* _THE TASK_: Copy the lines from the records below verbatim, beginning with the line containing "Exercise. Point out every instance of the wet" and continuing through the line containing "point(160, 167)".

Dataset excerpts on object pointing:
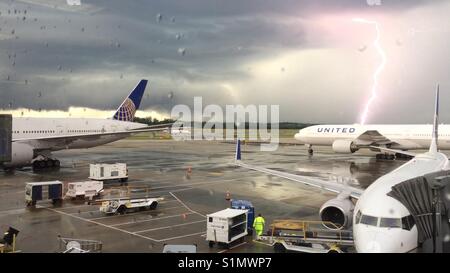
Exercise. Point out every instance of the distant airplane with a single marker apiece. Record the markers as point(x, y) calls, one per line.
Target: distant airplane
point(380, 222)
point(350, 138)
point(34, 139)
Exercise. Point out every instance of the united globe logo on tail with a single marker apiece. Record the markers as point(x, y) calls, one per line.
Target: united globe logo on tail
point(131, 103)
point(126, 111)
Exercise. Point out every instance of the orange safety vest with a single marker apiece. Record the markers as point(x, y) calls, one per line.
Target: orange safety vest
point(259, 223)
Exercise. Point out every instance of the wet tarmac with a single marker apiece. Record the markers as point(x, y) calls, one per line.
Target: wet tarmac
point(160, 167)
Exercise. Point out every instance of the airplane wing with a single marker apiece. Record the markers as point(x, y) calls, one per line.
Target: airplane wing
point(394, 151)
point(74, 137)
point(310, 181)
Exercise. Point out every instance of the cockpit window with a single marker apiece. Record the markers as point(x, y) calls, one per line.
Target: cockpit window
point(391, 222)
point(358, 217)
point(408, 222)
point(369, 220)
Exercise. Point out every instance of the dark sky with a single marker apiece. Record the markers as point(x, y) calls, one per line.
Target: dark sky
point(307, 56)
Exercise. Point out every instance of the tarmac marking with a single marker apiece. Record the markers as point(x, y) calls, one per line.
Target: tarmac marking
point(178, 225)
point(153, 219)
point(178, 237)
point(141, 212)
point(188, 208)
point(100, 224)
point(233, 247)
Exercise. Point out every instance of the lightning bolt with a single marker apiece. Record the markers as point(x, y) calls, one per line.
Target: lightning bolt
point(380, 68)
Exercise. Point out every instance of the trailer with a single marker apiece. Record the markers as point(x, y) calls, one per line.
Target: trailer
point(36, 191)
point(125, 205)
point(307, 237)
point(84, 189)
point(226, 226)
point(107, 172)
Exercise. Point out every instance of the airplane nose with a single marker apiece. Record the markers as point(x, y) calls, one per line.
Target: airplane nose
point(298, 136)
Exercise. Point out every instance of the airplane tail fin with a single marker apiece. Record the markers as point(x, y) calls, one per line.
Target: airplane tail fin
point(434, 138)
point(238, 150)
point(129, 106)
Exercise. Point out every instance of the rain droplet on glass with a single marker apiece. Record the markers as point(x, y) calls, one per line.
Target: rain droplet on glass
point(182, 51)
point(158, 17)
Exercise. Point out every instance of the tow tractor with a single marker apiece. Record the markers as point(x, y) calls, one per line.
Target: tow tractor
point(308, 236)
point(124, 205)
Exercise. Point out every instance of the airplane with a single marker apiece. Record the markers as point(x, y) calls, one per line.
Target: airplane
point(34, 139)
point(350, 138)
point(380, 223)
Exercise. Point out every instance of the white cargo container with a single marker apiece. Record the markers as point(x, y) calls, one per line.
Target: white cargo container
point(226, 226)
point(84, 189)
point(123, 206)
point(103, 172)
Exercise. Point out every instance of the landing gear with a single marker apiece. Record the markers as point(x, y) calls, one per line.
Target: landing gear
point(403, 156)
point(45, 164)
point(385, 157)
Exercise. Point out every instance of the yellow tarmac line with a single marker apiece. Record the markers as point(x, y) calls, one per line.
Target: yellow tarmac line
point(135, 213)
point(178, 237)
point(103, 225)
point(153, 219)
point(178, 225)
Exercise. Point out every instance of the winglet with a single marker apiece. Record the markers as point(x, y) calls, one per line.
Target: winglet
point(434, 139)
point(238, 150)
point(129, 106)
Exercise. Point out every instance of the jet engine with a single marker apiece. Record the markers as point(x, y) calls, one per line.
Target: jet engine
point(337, 213)
point(344, 146)
point(22, 154)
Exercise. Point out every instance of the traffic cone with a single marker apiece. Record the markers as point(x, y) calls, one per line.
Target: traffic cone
point(228, 196)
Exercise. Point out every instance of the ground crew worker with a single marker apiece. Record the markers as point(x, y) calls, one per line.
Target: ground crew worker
point(258, 225)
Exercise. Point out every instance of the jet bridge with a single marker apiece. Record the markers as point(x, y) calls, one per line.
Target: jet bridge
point(427, 198)
point(5, 138)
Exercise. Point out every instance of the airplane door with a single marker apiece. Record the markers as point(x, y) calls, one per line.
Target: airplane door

* _SOLUTION BELOW_:
Exercise. Point out every instance of the wet tarmac with a single marker apiece. Record the markers as point(x, y) calls, one per line.
Target: wet tarmac
point(160, 167)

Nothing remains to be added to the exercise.